Rewrite the records below, substituting "Locate" for every "Pinpoint" and leaving everything else as it is.

▸ **Material for this exercise**:
--*--

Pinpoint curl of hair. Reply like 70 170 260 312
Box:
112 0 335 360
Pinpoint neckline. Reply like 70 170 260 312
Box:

--*--

▸ **Output**:
Locate curl of hair. Reply like 70 170 260 312
Box:
112 0 335 360
Locate neckline. Reply like 70 170 260 312
Box:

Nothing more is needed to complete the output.